PROMPT 1: Show every line of the listing below that contains the word "face", treating uppercase and lowercase letters as distinct.

PAGE EXCERPT:

Saturday 16 January 2016

Religion and Wargaming

OK, a title which is guaranteed to get some negative reactions. I know that. At one level, of course, a negative reaction is at least a reaction. On the other hand, I am not talking about praying to the gods of the dice, so let me try to explain.

The title was inspired, if that is the right word, by a couple of books I have read recently, one before Christmas and one after. The latter was ‘Constantine, Unconquered Emperor, Christian Victor’ by Paul Stephenson (2011, London: Quercus). This is not an academic tome, the author argues, but something trying to popularise his academic work. Let me state upfront: it is a good book.

In describing Constantine’s life and work, Stephenson starts by describing the religious makeup of the last part of the third century and the variety of options there were for people. He is particularly interested in the army, as to control the army meant to control the Roman Empire, and to lose the support of the army meant to lose it, and probably one’s life along the way.

The point of this, of course, is that religion and politics were not separated. Belonging to a particular religion was a political act. To be a Christian was a subversive political act, at least from the point of view of the Emperor who saw worship in the emperor-cult as being vital of the cohesion of the empire. In a way which many of us struggle to comprehend, religion was politics.

The reason for my reading this book was not, in fact, for the end of wargaming, but to try to understand something which is frequently talked about, particularly in Roman Catholic theological circles. That thing is the concept of the ‘pre-Constantine’ and ‘post-Constantine’ church. I think the idea here is that pre-Constantine the church was occasionally oppressed and certainly not friendly with the state at anything other than the local level. Post-Constantine the church was, more or less, identified with the state. Certainly bishops, for example, started to become administrators. The idea here is that the church is returning to a pre-Constantine relationship with the state, at least in Western Europe.

Of course, reading a semi-popular book about Constantine was never going to resolve that argument for me, but it has nuanced it. There could be arguments about how Christian Constantine was, about his evolution as a Christian from a sun worshipper and so on. I think in terms of the original argument, however, things evolved rather than changed. After all, it was only about 60 years after Constantine’s death that Christianity became the official religion of the Roman Empire.

PROMPT 2: Quote the passage of the post on religion and wargaming that opens with the words "Religion and Wargaming" and closes with "a good book.".

Point labeling dataset excerpts
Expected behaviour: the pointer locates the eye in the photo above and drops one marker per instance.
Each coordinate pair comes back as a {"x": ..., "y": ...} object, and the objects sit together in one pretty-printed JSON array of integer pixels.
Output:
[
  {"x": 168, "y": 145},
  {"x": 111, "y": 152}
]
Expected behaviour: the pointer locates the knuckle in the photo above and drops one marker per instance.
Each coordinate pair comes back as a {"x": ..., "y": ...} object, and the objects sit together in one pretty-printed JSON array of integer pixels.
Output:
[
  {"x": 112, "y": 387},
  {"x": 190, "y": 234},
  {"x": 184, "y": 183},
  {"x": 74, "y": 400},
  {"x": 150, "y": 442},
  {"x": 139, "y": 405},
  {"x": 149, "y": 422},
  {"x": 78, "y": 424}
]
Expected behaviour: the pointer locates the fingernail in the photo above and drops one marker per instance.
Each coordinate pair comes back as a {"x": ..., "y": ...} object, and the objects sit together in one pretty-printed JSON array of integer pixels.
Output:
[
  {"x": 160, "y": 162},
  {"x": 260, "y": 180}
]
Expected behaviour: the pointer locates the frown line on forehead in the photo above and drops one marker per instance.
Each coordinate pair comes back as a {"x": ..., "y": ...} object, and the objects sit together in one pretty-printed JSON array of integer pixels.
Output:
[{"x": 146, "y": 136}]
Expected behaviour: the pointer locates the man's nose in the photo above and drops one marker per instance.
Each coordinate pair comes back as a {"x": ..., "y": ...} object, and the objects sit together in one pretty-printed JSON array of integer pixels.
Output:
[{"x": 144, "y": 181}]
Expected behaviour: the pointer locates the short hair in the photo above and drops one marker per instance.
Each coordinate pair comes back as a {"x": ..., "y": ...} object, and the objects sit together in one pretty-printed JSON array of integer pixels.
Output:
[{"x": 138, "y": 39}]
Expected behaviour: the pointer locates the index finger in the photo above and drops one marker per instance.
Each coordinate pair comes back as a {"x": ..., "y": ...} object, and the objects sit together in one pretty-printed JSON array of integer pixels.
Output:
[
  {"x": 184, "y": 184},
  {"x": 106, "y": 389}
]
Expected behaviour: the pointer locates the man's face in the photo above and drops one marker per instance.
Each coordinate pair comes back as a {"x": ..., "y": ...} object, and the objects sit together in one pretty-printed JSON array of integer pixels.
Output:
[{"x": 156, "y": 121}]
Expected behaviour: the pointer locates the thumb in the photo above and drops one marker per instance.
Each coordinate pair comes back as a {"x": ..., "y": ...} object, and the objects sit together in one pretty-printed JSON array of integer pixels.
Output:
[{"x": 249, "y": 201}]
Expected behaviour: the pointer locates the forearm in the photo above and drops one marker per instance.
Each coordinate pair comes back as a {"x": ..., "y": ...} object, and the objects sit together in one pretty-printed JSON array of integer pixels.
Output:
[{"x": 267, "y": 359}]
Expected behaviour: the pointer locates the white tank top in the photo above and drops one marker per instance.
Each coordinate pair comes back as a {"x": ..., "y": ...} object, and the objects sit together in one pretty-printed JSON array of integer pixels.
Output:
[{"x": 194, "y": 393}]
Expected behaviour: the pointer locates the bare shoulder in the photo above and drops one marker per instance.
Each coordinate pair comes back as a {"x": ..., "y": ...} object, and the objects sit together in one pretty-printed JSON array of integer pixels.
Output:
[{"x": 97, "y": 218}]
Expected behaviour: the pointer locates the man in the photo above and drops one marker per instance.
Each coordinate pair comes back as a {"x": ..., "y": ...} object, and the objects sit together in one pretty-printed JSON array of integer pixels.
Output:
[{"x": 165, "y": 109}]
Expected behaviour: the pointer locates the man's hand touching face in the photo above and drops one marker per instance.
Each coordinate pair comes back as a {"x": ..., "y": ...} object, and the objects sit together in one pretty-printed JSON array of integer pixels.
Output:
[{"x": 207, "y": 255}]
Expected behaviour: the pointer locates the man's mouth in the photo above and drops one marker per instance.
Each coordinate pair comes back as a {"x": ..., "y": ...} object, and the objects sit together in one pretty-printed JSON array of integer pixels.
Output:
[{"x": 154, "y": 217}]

EXERCISE RESULT 1:
Expected behaviour: the pointer locates the man's face in the photo above and drops one marker per instance.
Expected behaviour: the pointer locates the man's hand touching face in the photo above and drops one marker per instance.

EXERCISE RESULT 2:
Religion and Wargaming

OK, a title which is guaranteed to get some negative reactions. I know that. At one level, of course, a negative reaction is at least a reaction. On the other hand, I am not talking about praying to the gods of the dice, so let me try to explain.

The title was inspired, if that is the right word, by a couple of books I have read recently, one before Christmas and one after. The latter was ‘Constantine, Unconquered Emperor, Christian Victor’ by Paul Stephenson (2011, London: Quercus). This is not an academic tome, the author argues, but something trying to popularise his academic work. Let me state upfront: it is a good book.